People love to complain about baby boomers, including that they have a lot of stuff. They’re hoarding all the houses, they’re keeping all the money, they’re materialists who have accumulated an exorbitant amount of possessions. There are a couple of problems with these gripes: For one, no generation is a monolith, and everybody amasses things over the course of their lives, so back off. But more importantly, youths and slightly-beyond-youths, the stuff pileup is actually to your benefit.

The golden age of boomer estate sales is upon us, and while you probably don’t want all the wedding china that’s about to flood the market, there’s a lot of other neat stuff you can pick up. Think knickknacks for Gen Z maximalists, midcentury modern decor, and so much silver that one estate seller says the weighing it all makes her team “feel like drug dealers.” Over the next couple of decades, baby boomers’ stuff has to go somewhere, and that rehoming process is increasingly taking place at estate sales.

“I call it the tsunami of stuff,” says Julie Hall, the director of the American Society of Estate Liquidators. “It’s cresting.”


There are … a lot of baby boomers. America’s over-65 population reached 55.8 million in 2020, and an additional 42.4 million are in the 55-64 age group (which, yes, catches some Gen Xers). This adds up to nearly 100 million people who have amassed a large amount of possessions — stuff they bought, stuff they got from their own parents, stuff their kids stuck them with.

“They kept everything,” says Sarah Hersh, one of the owners of Ben Hersh Estate Sales in New Jersey. Boomers were the first American generation to come up in an era of mass production and blatant consumerism, and many of the things they bought were built to last. “When we go into these houses of the boomer generation, they’re packed to the rafters with stuff from the mid-century to current.”

You can’t take it with you, and there are plenty of people willing to scoop up the stuff you’ve left behind.

Many elders would prefer to keep all of this stuff in the family, but their kids, grandkids, nieces, and nephews don’t want to inherit much, or simply don’t have the space. Enter the estate sale — pop-up limited-time museums of a person’s life, where everything on the premises is for sale.

“Boomers were an era of collectors. They believed in entertaining, and they believed their possessions had value, so they were proud to amass large collections of things to display to the world,” Hersh says. “We don’t really live like that anymore, but those things make for excellent inventory for resellers and the new younger generation of consumers who are into that vibe.”

Gen Z likes the appeal of sustainability, plus they’re into “cottagecore” and “grandmacore” aesthetics. Millennials and Gen X want midcentury modern and utilitarian pieces.


I recognize estate sales can sound a bit morbid at first, but not all offloadings come after a funeral. There are actually four Ds to estate sales: downsizing, divorce, decorating, and, yes, death. That latter one may give you the heebie jeebies, but as the saying goes, you can’t take it with you, and there are plenty of people willing to scoop up the stuff you’ve left behind.

Supplied data:

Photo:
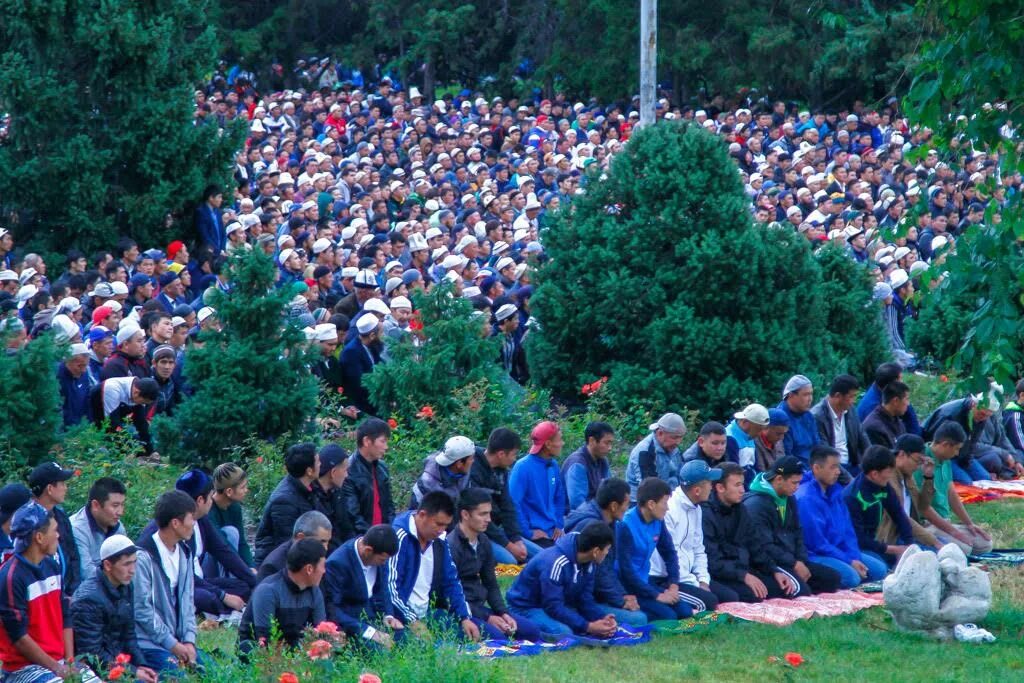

Your goal: Update the estate-sale article from "The golden age" through "at estate sales." by putting "trinkets" where it says "knickknacks", starting with "The golden age" and going on through "at estate sales.". None of this data is needed.

Task output:
The golden age of boomer estate sales is upon us, and while you probably don’t want all the wedding china that’s about to flood the market, there’s a lot of other neat stuff you can pick up. Think trinkets for Gen Z maximalists, midcentury modern decor, and so much silver that one estate seller says the weighing it all makes her team “feel like drug dealers.” Over the next couple of decades, baby boomers’ stuff has to go somewhere, and that rehoming process is increasingly taking place at estate sales.